╭─ Listed records

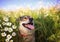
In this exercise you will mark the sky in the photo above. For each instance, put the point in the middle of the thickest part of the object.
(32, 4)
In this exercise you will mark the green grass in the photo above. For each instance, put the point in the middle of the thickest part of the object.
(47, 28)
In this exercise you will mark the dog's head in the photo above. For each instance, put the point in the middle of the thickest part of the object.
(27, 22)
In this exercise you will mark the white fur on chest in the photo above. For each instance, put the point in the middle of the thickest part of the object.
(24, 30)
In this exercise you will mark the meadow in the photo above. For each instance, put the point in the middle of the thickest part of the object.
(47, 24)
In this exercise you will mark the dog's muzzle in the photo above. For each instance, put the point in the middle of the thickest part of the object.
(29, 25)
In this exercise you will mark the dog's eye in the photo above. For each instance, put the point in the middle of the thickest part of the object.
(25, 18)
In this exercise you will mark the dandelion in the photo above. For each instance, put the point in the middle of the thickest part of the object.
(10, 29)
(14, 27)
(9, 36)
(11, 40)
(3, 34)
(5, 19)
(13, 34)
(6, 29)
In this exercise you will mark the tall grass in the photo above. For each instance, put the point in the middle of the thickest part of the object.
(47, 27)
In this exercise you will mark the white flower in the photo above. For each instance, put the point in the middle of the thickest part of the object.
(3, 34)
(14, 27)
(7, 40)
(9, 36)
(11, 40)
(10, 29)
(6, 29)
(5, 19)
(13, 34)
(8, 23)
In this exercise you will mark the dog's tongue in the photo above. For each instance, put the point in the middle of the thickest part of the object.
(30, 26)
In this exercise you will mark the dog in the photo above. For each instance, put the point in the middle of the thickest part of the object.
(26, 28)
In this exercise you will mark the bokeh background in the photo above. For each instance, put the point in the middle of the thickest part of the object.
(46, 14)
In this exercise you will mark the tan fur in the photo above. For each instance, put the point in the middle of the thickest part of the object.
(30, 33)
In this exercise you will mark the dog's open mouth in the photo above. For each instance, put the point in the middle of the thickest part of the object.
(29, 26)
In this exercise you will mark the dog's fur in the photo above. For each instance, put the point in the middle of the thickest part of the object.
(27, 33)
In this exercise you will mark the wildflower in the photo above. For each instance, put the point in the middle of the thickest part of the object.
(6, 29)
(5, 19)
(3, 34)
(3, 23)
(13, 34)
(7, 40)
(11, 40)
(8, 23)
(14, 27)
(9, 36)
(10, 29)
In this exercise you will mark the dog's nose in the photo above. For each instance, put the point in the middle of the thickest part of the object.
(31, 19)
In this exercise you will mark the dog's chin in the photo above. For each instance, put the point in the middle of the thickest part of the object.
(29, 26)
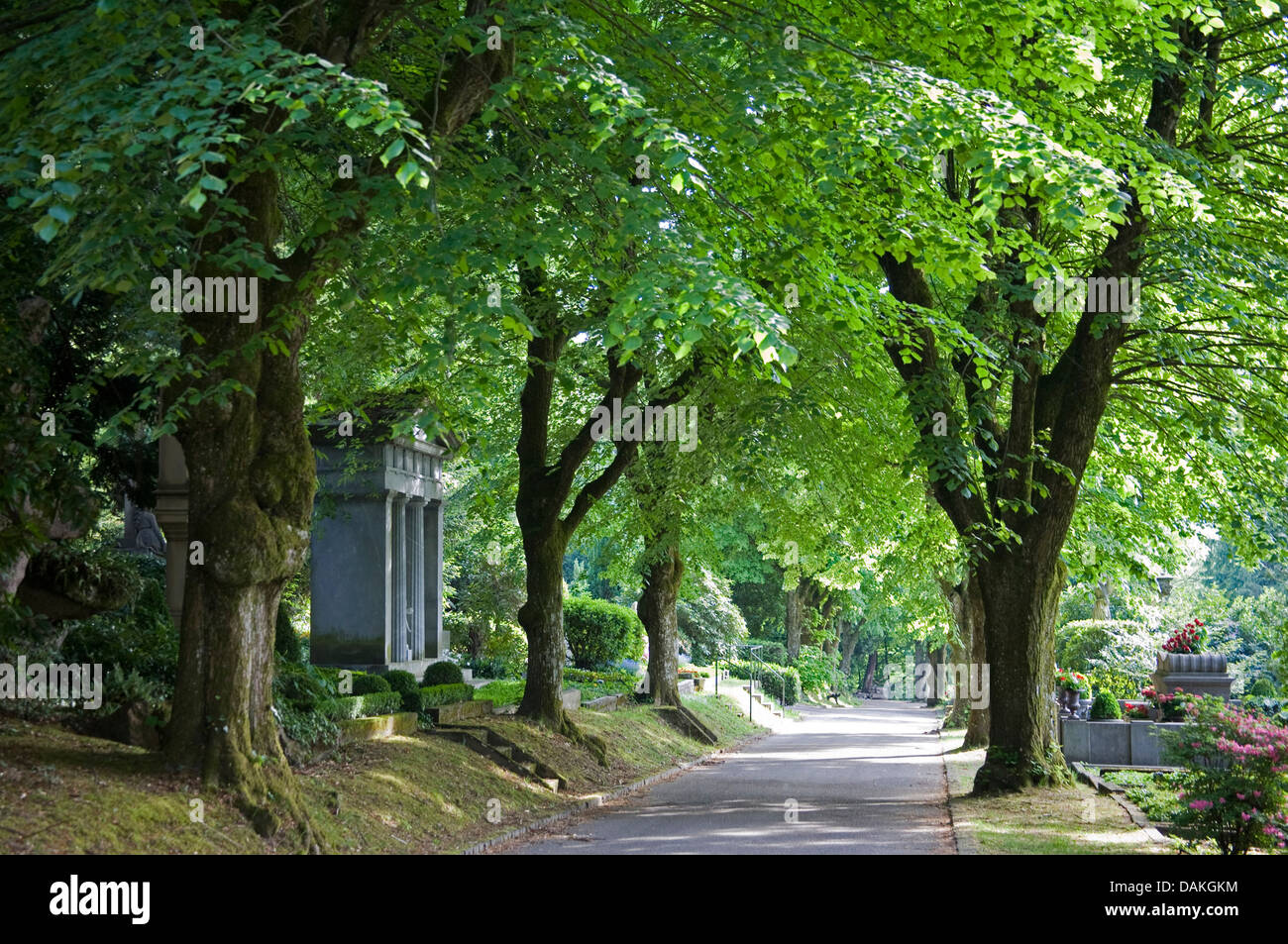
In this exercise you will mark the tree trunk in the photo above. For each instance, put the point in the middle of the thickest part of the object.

╰─

> [What you need to do]: Reproduce the records from the line with "In this exercise you will mark the tan" through the end of the records, swapping "thickest" for "widest" and changing nothing else. Leave the pictures out.

> [Task answer]:
In this exercise you will mark the tan fur in the photo above. For each instance, put the point in the middle of the widest part of the object.
(30, 33)
In this exercise you will mark the dog's open mouth in the photo above. For each instance, put the point in the middle of the widest part of the object.
(29, 26)
In this exercise you will mark the dog's fur in the photo above. For each instance, put the point in the middle of the widest part of the object.
(27, 33)
In this exercise you will mark the wildflower in the photo above. For each instance, put the point in the middle of the widest part of the object.
(6, 29)
(5, 19)
(3, 34)
(3, 23)
(13, 34)
(7, 40)
(11, 40)
(8, 23)
(14, 27)
(9, 36)
(10, 29)
In this exercise you will mark the dog's nose in the photo above. For each instance, put the point in the middle of the widest part of the object.
(31, 19)
In this exercise you will mark the dog's chin in the photo above. For each instance, put the point in the middle of the widest part of the object.
(29, 26)
In this exercise you will mark the tree trunk in the photo above. For each instance, put the point in the middle of the widest part of the object.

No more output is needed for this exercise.